/---

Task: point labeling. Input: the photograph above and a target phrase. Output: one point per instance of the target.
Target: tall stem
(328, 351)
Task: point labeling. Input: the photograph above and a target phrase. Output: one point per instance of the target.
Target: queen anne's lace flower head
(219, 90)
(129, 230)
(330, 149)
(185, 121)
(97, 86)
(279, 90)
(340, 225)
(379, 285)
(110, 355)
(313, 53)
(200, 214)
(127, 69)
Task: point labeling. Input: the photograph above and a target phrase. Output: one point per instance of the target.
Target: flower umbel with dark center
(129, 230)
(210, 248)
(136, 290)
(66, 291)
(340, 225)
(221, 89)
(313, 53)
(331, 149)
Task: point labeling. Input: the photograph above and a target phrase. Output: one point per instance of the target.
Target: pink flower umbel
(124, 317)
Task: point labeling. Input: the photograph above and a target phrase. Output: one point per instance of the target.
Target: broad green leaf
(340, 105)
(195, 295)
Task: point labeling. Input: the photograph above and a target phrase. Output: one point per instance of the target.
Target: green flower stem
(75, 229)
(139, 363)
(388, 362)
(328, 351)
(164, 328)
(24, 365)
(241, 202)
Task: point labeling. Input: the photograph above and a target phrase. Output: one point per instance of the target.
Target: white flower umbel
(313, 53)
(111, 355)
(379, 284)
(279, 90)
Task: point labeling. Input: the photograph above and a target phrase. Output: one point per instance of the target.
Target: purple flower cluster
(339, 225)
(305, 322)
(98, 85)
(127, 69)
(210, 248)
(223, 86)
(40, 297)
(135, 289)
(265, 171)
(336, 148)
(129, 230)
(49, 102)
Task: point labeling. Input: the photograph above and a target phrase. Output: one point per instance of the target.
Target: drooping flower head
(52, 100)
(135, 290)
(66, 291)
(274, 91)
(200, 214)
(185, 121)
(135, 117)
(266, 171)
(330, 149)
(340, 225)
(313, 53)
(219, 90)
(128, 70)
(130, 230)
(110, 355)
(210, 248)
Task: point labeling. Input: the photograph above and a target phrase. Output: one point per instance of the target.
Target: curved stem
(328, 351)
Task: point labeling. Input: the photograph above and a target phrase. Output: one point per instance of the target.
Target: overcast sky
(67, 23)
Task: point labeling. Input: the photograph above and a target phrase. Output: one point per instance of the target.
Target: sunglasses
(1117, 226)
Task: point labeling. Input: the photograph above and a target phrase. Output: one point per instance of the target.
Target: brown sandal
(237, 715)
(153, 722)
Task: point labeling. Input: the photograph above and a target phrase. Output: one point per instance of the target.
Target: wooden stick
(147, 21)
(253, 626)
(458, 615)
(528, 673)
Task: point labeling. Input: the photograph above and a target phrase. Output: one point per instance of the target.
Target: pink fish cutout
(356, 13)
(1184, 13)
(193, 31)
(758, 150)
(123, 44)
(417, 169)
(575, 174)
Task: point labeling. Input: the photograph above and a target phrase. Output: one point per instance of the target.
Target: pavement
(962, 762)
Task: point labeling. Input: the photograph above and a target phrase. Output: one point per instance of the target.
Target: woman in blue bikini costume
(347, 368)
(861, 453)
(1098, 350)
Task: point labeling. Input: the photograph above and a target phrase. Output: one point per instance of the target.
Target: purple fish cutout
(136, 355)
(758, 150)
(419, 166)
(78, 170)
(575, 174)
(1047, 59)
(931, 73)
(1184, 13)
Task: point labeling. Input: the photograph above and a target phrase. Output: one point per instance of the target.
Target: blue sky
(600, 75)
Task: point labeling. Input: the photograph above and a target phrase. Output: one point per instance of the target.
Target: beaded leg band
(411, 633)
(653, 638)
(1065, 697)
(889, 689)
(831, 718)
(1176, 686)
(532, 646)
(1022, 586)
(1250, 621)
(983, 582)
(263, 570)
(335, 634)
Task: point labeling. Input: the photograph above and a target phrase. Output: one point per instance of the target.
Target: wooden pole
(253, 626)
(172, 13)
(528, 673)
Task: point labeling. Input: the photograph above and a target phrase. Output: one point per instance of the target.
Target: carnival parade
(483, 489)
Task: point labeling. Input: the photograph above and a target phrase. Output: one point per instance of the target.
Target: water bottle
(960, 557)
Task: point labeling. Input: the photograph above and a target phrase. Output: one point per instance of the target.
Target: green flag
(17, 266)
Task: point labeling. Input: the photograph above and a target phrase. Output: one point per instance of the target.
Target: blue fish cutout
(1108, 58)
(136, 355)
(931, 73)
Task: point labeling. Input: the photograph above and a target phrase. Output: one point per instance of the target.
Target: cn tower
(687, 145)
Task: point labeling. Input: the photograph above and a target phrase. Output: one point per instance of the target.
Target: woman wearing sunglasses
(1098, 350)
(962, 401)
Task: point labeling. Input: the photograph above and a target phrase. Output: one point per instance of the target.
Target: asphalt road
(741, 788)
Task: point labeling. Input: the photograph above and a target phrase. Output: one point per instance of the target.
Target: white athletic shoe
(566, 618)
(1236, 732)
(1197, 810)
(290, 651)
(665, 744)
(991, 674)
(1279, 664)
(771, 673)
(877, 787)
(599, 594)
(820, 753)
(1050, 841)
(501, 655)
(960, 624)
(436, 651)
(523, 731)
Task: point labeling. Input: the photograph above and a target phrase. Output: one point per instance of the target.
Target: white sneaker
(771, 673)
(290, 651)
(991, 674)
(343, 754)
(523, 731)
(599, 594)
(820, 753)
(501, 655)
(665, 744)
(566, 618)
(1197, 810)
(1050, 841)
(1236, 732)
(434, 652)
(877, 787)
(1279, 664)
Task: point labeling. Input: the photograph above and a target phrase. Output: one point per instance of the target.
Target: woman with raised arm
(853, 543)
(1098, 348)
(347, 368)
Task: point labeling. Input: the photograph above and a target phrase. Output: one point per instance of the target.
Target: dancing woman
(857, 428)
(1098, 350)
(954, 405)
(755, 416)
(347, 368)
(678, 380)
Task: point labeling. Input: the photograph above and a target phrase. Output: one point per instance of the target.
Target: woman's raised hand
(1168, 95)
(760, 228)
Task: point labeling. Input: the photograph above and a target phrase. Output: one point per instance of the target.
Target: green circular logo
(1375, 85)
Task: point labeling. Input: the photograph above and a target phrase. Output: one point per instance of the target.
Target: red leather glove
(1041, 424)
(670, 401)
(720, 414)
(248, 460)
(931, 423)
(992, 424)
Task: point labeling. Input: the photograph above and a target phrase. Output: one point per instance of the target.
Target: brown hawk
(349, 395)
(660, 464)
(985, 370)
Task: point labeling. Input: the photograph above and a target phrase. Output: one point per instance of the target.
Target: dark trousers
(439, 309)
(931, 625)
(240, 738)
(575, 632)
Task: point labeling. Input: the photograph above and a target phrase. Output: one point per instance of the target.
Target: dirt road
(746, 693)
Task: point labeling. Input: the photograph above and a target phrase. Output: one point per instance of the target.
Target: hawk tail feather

\---

[What the task requires]
Retype the whole listing without changing anything.

[Written response]
Task: point labeling. Input: the photograph above and a target phrase. Output: one point per instance of the target.
Target: tall stem
(328, 351)
Task: point labeling. Input: the photograph above and a target phrase. Output: one point per instance of the target.
Target: queen anne's lace flower head
(219, 90)
(129, 230)
(330, 149)
(185, 121)
(97, 86)
(279, 90)
(340, 225)
(379, 285)
(110, 355)
(313, 53)
(200, 214)
(127, 69)
Task: point labeling. Input: the photograph above and a target phrase. Output: one point per instance of the target.
Target: flower umbel with dark center
(129, 230)
(210, 248)
(136, 290)
(66, 291)
(340, 225)
(221, 89)
(313, 53)
(331, 149)
Task: point labeling. Input: the photograph above and a target phrase. Output: one point per instance of the target.
Target: pink flower umbel
(124, 317)
Task: point labeling. Input: the photograph above and a target phrase. Output: one point per instance of the target.
Target: broad green leaf
(340, 105)
(195, 295)
Task: point labeling. Input: the photograph above and a target phrase. Output: one point per instance of the target.
Target: green flower stem
(75, 229)
(139, 363)
(388, 362)
(328, 351)
(164, 328)
(24, 365)
(241, 202)
Task: point labeling. Input: the photograph above and a target phrase. Output: one point per instance of the target.
Target: white flower umbel
(313, 53)
(111, 355)
(379, 284)
(279, 90)
Task: point labeling. Input: the photograph above and a target phrase. Output: one point per instance of the target.
Target: purple flower cluster
(339, 225)
(305, 322)
(98, 85)
(127, 69)
(210, 248)
(223, 86)
(40, 297)
(135, 289)
(265, 171)
(336, 148)
(129, 230)
(49, 102)
Task: point labeling. Input: the photograph above and a target phrase. Output: one point per instance of the target.
Target: drooping flower head
(52, 100)
(135, 290)
(66, 291)
(274, 91)
(200, 214)
(185, 121)
(135, 117)
(266, 171)
(330, 149)
(340, 225)
(313, 53)
(219, 90)
(128, 70)
(130, 230)
(110, 355)
(210, 248)
Task: point labeling. Input: the photograph above and a target phrase. Output: one point per instance of the target.
Target: curved stem
(328, 351)
Task: point labeling. Input: the photograph above and a target phrase. Output: one point per instance of the target.
Target: overcast sky
(67, 23)
Task: point labeling. Input: the photograph above and a target phrase. Output: one point per instance of the target.
Target: sunglasses
(1117, 226)
Task: point labeling. Input: the photograph above and a target phrase. Output: one point per instance of the target.
Target: brown sandal
(237, 715)
(153, 722)
Task: point labeling. Input: the photograph above and a target phrase. Output: one point per instance of the target.
Target: wooden stick
(147, 21)
(253, 626)
(458, 615)
(528, 673)
Task: point labeling. Input: the photograph above and a target phrase. Output: one point per instance of the target.
Target: pink fish cutout
(356, 13)
(1184, 13)
(193, 31)
(758, 150)
(123, 44)
(417, 169)
(575, 174)
Task: point labeling. Input: the photograph above and a target phrase. Output: one point per instance of the target.
Target: pavement
(962, 762)
Task: point labeling. Input: the photograph above and a target phrase. Output: one point per instance of the target.
Target: woman in blue bikini costume
(347, 368)
(861, 453)
(1098, 350)
Task: point labeling. Input: the photograph above and a target phrase. Output: one point per instance of the target.
Target: purple fish cutout
(136, 355)
(758, 150)
(419, 166)
(78, 170)
(575, 174)
(1047, 59)
(931, 73)
(1184, 13)
Task: point labeling. Input: the photograph above and a target phrase. Output: one point per instance of the target.
Target: blue sky
(600, 75)
Task: point labeling. Input: the photograph above and a target phrase. Output: one point per instance of the target.
Target: beaded leg band
(411, 633)
(653, 638)
(1065, 697)
(889, 689)
(831, 718)
(1176, 686)
(532, 646)
(1022, 586)
(1250, 621)
(983, 582)
(263, 570)
(335, 634)
Task: point labeling. Input: the photograph above and a target phrase. Output: one point per instance of the target.
Target: wooden pole
(253, 626)
(172, 13)
(528, 673)
Task: point labeling. Input: the photograph above and a target phrase. Output: one point per instance of the target.
Target: carnival parade
(483, 489)
Task: point labeling. Input: the photograph above and a target phrase. Output: one point per instance of the target.
Target: water bottle
(960, 557)
Task: point labeling. Input: the photograph above and a target phrase. Output: one point per instance of the target.
Target: green flag
(17, 266)
Task: point labeling. Input: the photograph above and a target phrase. Output: one point per instance of the target.
Target: blue fish cutout
(1108, 58)
(136, 355)
(931, 73)
Task: point labeling. Input: the photograph above and a target phrase. Output: one point per instance of the target.
Target: cn tower
(687, 145)
Task: point labeling. Input: the photograph above and a target phrase. Output: one point per instance of the target.
Target: woman wearing sunglasses
(1098, 350)
(962, 401)
Task: point labeling. Input: the photograph above and a target phrase. Output: one point per instance of the target.
Target: asphalt road
(741, 788)
Task: point labeling. Input: the photograph above and a target phrase. Output: one point per instance of the target.
Target: white athletic shoe
(566, 618)
(1236, 732)
(1197, 810)
(290, 651)
(665, 744)
(991, 674)
(1279, 664)
(771, 673)
(877, 787)
(599, 594)
(820, 753)
(1050, 841)
(501, 655)
(960, 624)
(436, 651)
(523, 731)
Task: point labeling. Input: the photograph above and a target phrase. Output: one point per instance of the target.
Target: white sneaker
(771, 673)
(290, 651)
(991, 674)
(343, 754)
(523, 731)
(599, 594)
(820, 753)
(501, 655)
(665, 744)
(566, 618)
(1197, 810)
(1050, 841)
(1236, 732)
(434, 652)
(877, 787)
(1279, 664)
Task: point labeling. Input: the photograph above and a target phrase. Output: one point per instance of the target.
Target: woman with raised arm
(853, 543)
(1098, 348)
(347, 368)
Task: point labeling. Input: the photograph above and a target phrase. Output: one point per instance of the target.
Target: dancing woman
(857, 428)
(1098, 350)
(954, 405)
(755, 416)
(347, 368)
(678, 380)
Task: point labeling. Input: the photograph above and a target phrase. Output: one point per instance of the target.
Target: woman's raised hand
(1168, 95)
(760, 228)
Task: point labeling. Input: the photograph above and a target phrase. Output: one point per instance of the target.
Target: green circular logo
(1375, 85)
Task: point labeling. Input: the photograph above and a target phrase. Output: one point per instance of the target.
Target: red leather glove
(1041, 424)
(670, 401)
(720, 414)
(248, 460)
(931, 423)
(992, 424)
Task: point labeling. Input: the photograph above and a target phrase. Output: one point per instance of the target.
Target: brown hawk
(349, 395)
(660, 464)
(985, 370)
Task: point labeling. Input: the photograph above and a target phrase. Output: one point per instance of the target.
Target: dark trousers
(439, 309)
(931, 625)
(240, 738)
(575, 632)
Task: point labeling. Input: the photograph above and a target phrase. Output: one point per instance of the target.
Target: dirt road
(746, 693)
Task: point labeling. Input: the photograph above and a target phrase. Output: one point per instance of the target.
Target: hawk tail feather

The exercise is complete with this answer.